··· Records shown ···

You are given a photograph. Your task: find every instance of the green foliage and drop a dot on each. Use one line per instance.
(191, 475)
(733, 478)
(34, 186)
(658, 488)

···

(Your objective): Copy every one of the lines above word for word, changing nothing.

(Exercise solution):
You are given a photograph. Your task: find every instance of the green foliage and drop a dot on each. Use one line per instance.
(191, 475)
(733, 478)
(34, 186)
(658, 488)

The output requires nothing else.